Your task: Output every line of the listing below without any changes.

Records from a collection:
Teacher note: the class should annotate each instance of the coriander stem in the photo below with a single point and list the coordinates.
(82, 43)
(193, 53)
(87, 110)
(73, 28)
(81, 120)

The reply:
Teacher note: the class should annotate each instance of the coriander stem in the photo below with a single point and list the coordinates.
(82, 43)
(193, 53)
(87, 110)
(73, 28)
(81, 120)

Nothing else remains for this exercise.